What this exercise asks:
1) In the essay on the Transfiguration, condense the paragraph beginning "Sinai is austere" into a shorter version that keeps its main facts.
2) Write the next part of the essay on the Transfiguration, picking up after its final sentence.

Extract:
####################

“Every common bush afire with God”

Weatherbeaten pines near the summit of Mt. Tallac.

Earth’s crammed with heaven
And every common bush afire with God,
But only he who sees, takes off his shoes.
The rest sit round it and pluck blackberries
And daub their natural faces unaware…

–  Elizabeth Barrett Browning

 

August 6th marks the Feast of the Transfiguration, that strange moment in the gospel narrative when the divine glory in Jesus is glimpsed by three disciples on the summit of a mountain. Scholars have puzzled over the strange mysticism of the story, an anomalous intrusion into the more historical tone of the gospel texts. Was it a misplaced post-resurrection story, or did the glory of heaven really blaze for a moment in an ordinary place on an ordinary afternoon?

Although some scholars locate the event on the higher, wilder summit of Mt. Hermon (9232’), tradition commemorates the story on the gently rounded crown of Mt. Tabor, a solitary knob rising 1500 feet above the Galilean plain. To the romantics among us, in love with the sublime majesty of high mountains, Tabor’s humbler setting seems an uninspired choice for a manifestation of the divine. Doesn’t the experience of divine presence require the less accessible, more transcendent heights of a Mt. Sinai, reached only with bleeding feet and gasping breath?

The lectionary readings for the Transfiguration don’t seem worried about the comparison. Sinai and Tabor are both remembered as summits where the divine presence was revealed to mortal sight. The gospel description of a cloud overshadowing the mount of Transfiguration is clearly meant to echo the theophany at Sinai. But the two mountains are in fact very different places.

Sinai is austere, barren, and forbidding, rising out of a desolate landscape that Deuteronomy aptly describes as “a terrible and waste-howling wilderness.” The mountain consists of 580 million year old red granite, overlaid by dark volcanic rock of more recent origin (ten million years ago).Travelers over the centuries have spoken of Mt. Sinai as “dark and frowning”, with its “stern, naked, splintered peaks.” One 19th century pilgrim said, “I felt as though I had come to the end of the world.”

####################

Recorded data:
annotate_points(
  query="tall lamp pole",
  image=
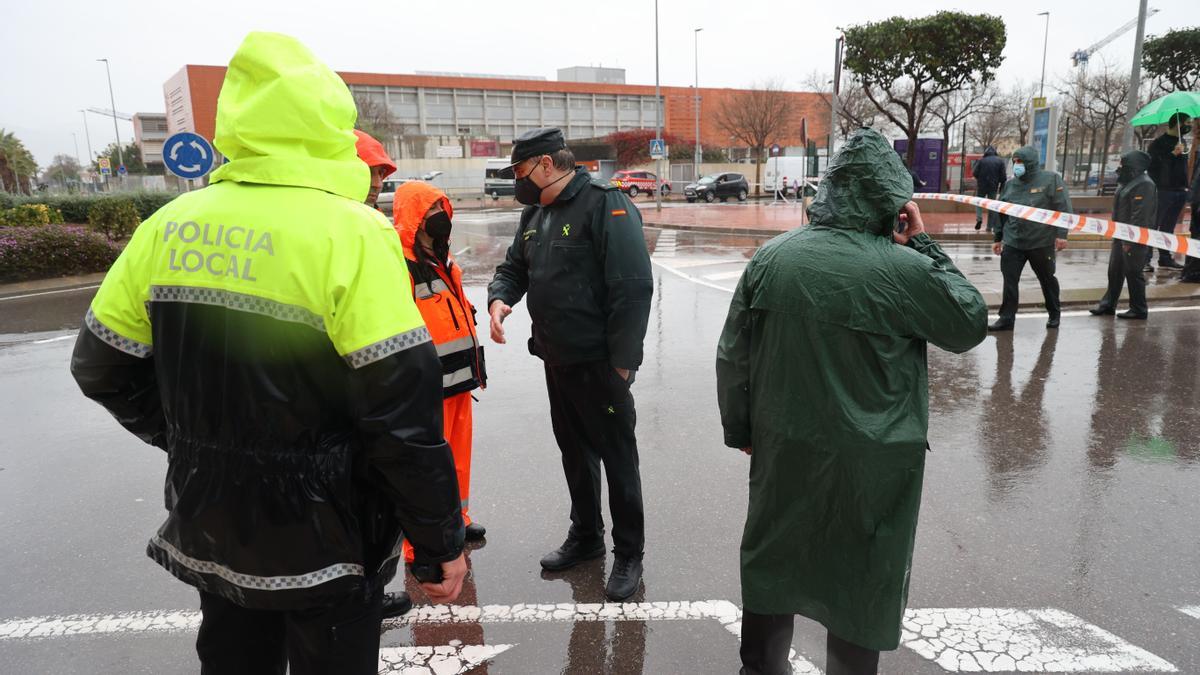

####################

Answers to the exercise:
1) Sinai is a barren, forbidding mountain set in what Deuteronomy calls "a terrible and waste-howling wilderness." It is made of 580-million-year-old red granite topped by dark volcanic rock about ten million years old. Travelers have described its "stern, naked, splintered peaks" as "dark and frowning," and one 19th-century pilgrim felt he had reached the end of the world.

2)
For Moses and his people, its summit was wrapped in the Cloud of Unknowing, where human sight must become blind before it can see the divine light. It is a place apart, inhospitable to ordinary life and everyday knowledge. Its mystery remains hidden from the casual quest. “The knowledge of God,” said Gregory of Nyssa, “is a mountain steep indeed and difficult to climb.”

The Israelites were smart enough to know this. They stayed down in the valley where it was safe. Even there, the thunder and lightning around the peak made them shudder. The Exodus text says that just touching the edge of the mountain could kill you. So they were happy to let Moses go up alone. As one ancient writer put it, he “left behind every divine light, every voice, every word from heaven, to plunge into the darkness where the One dwells who is beyond all things.”

Medieval mystics said that on the summit, inside the cloud, Moses fell asleep in a supreme self-forgetfulness. Whatever he saw up there was beyond words, but the description of Moses descending is unforgettable: the skin of his face shone because he had been talking to God. The Israelites were afraid to come near him until he had veiled his face.

This is a story about the otherness of God, the one whose incomprehensible mystery is utterly beyond our world, beyond our knowing, beyond our grasp.

In choosing Tabor as the site to commemorate the Transfiguration, tradition has invoked God’s less forbidding aspect. Tabor is what geologists call a monadnock, a native American word for “mountain that stands alone.” Resistant to the erosion that reduced its surroundings to a low plain, its solitary rounded shape draws the eye from miles around. Set in a fertile portion of the Galilee, it is adorned with grasses, shrubs, and groves of pine, oak, and cypress. Where Sinai is fierce and forbidding, Tabor is gentle and welcoming, pleasant and hospitable. Its modest scale and cheerful greenness made me feel at home when I climbed it nearly thirty years ago.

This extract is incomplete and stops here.